Location
- Country: Germany
- State: Baden-Württemberg
- District: Tuttlingen

Physical characteristics
- • location: About 200 m (660 ft) east of the clay pit in the Haldenwald forest in Tuningen
- • coordinates: 48°1′11″N 8°37′16″E﻿ / ﻿48.01972°N 8.62111°E
- • elevation: 806 m (2,644 ft)
- • location: Confluence with Danube at Tuttlingen-Möhringen
- • coordinates: 47°57′21″N 8°46′8″E﻿ / ﻿47.95583°N 8.76889°E
- • elevation: 644 m (2,113 ft)
- Length: 16.5 km (10.3 mi)
- Basin size: 33.2 km^{2} (12.8 sq mi)

Basin features
- Progression: Danube→ Black Sea
- • left: Greutgraben
- • right: Zimmerthälebach, Lachengraben, Röhrenbrunnenbach, Schlösslegraben, Tiefentalbach, Kühltalbach

= Krähenbach (Danube) =

River in Baden-Württemberg, Germany

The Krähenbach is a tributary of the Danube on the Baar plateau in Tuttlingen in the Upper Danube Nature Park, Baden-Württemberg, Germany.

== Course ==
The Krähenbach rises some 200 m east of the clay pit in the Haldenwald forest in the municipality of Tuningen, next to a forest road at about . From there it flows northeast through the Haldenwald forest past a Celtic square earthwork, underneath the Bundesstraße B 523 and then across the fen into the municipality of Talheim. Here is reaches its northernmost point, a sharp turn to the southeast. Next to the K5919, it leaves its narrow valley and takes up the Zimmerthälebach from the right, and, less than 200m further, the Krähenbach the Greutgraben form the left. It then flows past two small lakes, the second of which is used as a swimming pool. If then takes up the Lachengraben from the right and flows through the village of Talheim. It then takes up the Röhrenbrunnenbach from the right, then turns to the east.

(Items from a dataset)
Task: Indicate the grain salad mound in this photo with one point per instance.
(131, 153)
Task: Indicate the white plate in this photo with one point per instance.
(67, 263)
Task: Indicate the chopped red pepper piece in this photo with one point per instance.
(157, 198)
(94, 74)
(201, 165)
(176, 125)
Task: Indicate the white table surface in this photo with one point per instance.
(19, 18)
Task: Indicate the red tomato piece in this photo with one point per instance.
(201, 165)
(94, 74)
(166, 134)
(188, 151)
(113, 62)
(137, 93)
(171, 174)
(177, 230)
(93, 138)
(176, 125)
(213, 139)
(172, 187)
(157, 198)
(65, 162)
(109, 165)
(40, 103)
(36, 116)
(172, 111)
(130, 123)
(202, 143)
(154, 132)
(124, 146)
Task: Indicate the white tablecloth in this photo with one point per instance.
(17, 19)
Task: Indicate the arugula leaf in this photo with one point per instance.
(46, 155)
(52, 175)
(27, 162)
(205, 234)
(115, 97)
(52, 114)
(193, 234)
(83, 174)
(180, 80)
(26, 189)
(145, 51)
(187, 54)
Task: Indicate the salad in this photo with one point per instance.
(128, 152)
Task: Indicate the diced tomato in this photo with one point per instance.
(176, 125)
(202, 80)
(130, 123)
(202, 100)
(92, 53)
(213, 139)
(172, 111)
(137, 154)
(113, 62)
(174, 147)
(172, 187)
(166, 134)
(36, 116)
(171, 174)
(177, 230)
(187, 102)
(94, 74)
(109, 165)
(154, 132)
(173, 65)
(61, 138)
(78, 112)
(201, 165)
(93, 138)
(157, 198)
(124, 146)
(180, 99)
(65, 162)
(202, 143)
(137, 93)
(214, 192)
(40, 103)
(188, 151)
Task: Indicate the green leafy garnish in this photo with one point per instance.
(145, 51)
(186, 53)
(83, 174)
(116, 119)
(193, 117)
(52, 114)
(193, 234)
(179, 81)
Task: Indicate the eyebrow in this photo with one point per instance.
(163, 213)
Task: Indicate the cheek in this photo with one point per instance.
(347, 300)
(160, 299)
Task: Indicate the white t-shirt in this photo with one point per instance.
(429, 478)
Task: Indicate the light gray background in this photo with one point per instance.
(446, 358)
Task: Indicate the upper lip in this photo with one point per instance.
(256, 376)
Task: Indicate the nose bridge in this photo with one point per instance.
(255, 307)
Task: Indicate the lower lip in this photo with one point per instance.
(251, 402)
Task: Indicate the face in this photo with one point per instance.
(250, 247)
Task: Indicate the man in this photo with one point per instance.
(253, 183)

REQUIRED WORK:
1. Determine whether each statement agrees with the Krähenbach passage, answering yes or no and quoting the deciding words: (a) The Krähenbach is a tributary of the Danube. (b) The Krähenbach is 20 km long. (c) The Greutgraben joins the Krähenbach from the right.
2. Revise the Krähenbach passage between "River in Baden-Württemberg, Germany" and "Park, Baden-Württemberg, Germany.", inclusive, replacing "tributary" with "feeder stream".

OUTPUTS FOR THE TASKS:
1.
(a) Yes: "The Krähenbach is a tributary of the Danube"
(b) No: "Length: 16.5 km (10.3 mi)"
(c) No: "left: Greutgraben"

2.
River in Baden-Württemberg, Germany

The Krähenbach is a feeder stream of the Danube on the Baar plateau in Tuttlingen in the Upper Danube Nature Park, Baden-Württemberg, Germany.